# STATED PROBLEM
Find each line in the records below that contains the word "keys", and copy those lines in full.

[START RECORDS TO PROCESS]

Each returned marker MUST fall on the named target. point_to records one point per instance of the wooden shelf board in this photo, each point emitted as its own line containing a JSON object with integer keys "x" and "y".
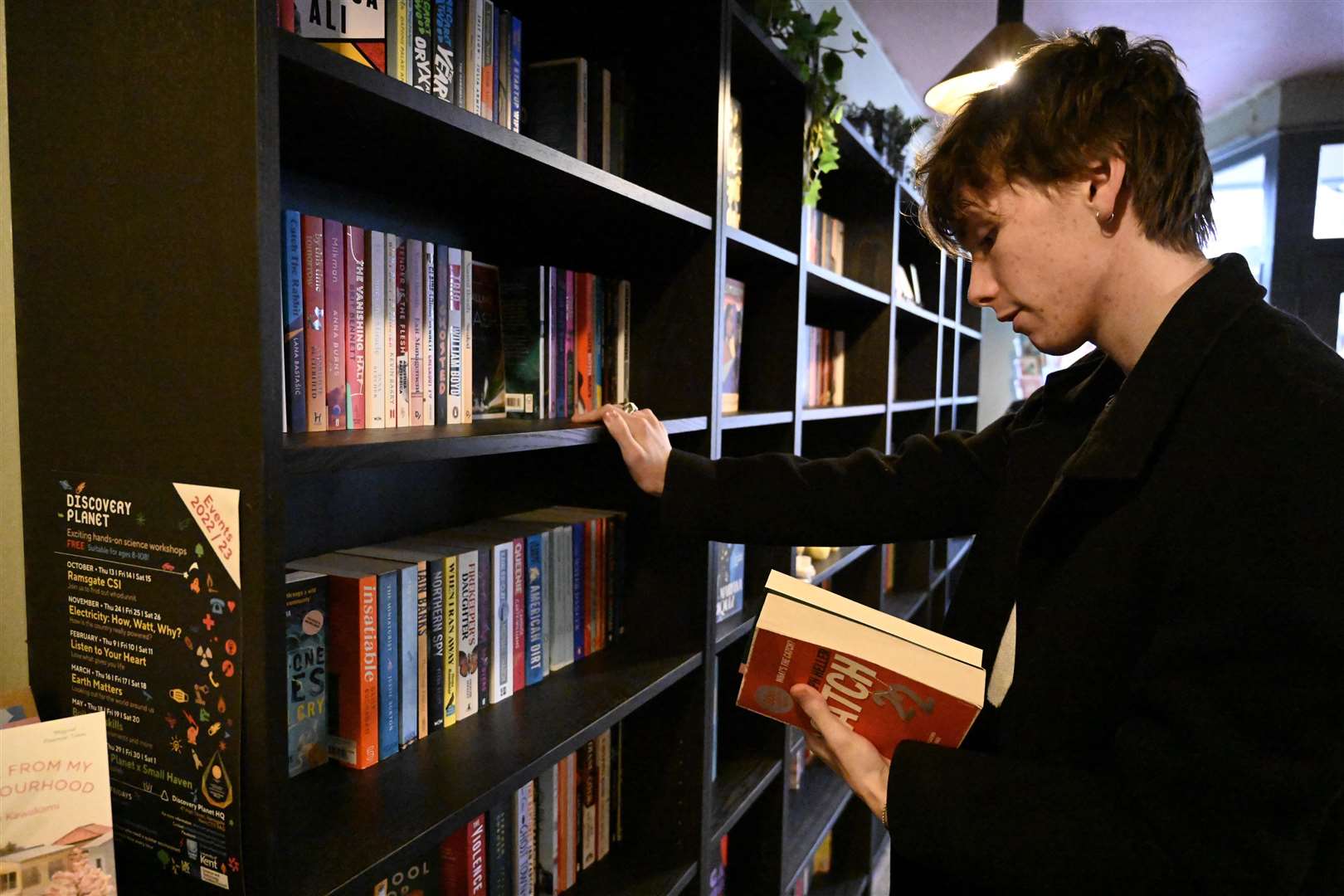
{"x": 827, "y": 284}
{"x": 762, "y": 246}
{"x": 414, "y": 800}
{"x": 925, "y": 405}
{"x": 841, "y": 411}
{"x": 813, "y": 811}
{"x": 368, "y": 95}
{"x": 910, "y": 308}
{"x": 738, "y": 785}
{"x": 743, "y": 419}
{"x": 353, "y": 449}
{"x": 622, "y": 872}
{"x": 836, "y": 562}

[END RECORDS TO PROCESS]
[START RECORDS TO PROCESS]

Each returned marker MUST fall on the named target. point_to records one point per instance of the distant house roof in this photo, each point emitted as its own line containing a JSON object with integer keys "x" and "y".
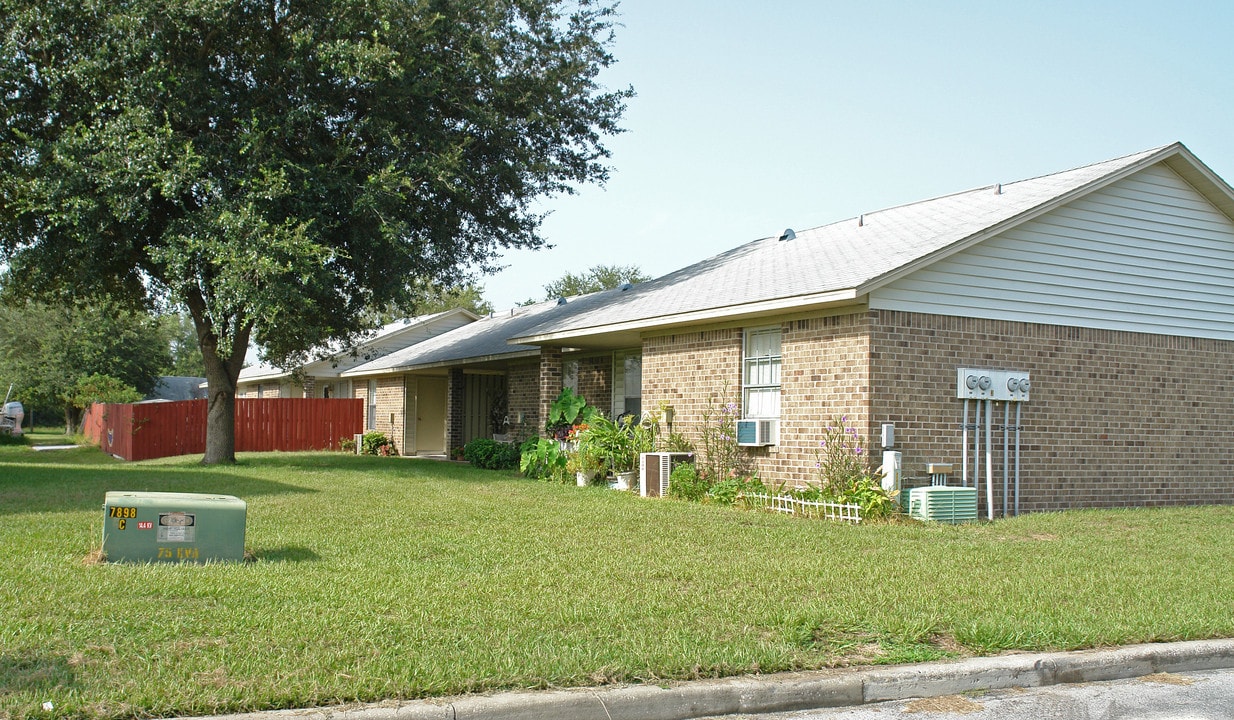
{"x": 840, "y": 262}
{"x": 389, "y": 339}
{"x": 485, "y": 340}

[END RECORDS TO PROCESS]
[START RECORDS TO PROCESS]

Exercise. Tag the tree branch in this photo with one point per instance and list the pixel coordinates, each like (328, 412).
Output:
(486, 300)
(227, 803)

[END RECORDS TO PROCESS]

# ANSWER BELOW
Each returned marker MUST fall on the named target. point_to records one point per instance of the wooden shelf board in this photo, each point emitted as its own line containing a JSON object with integer keys "x" and "y".
Each returned marker MUST fall on the named target. point_to records one point per instance of the distant house roof in this photo, each point emitted as its own line containing a JSON object with integer keys "x" and "y".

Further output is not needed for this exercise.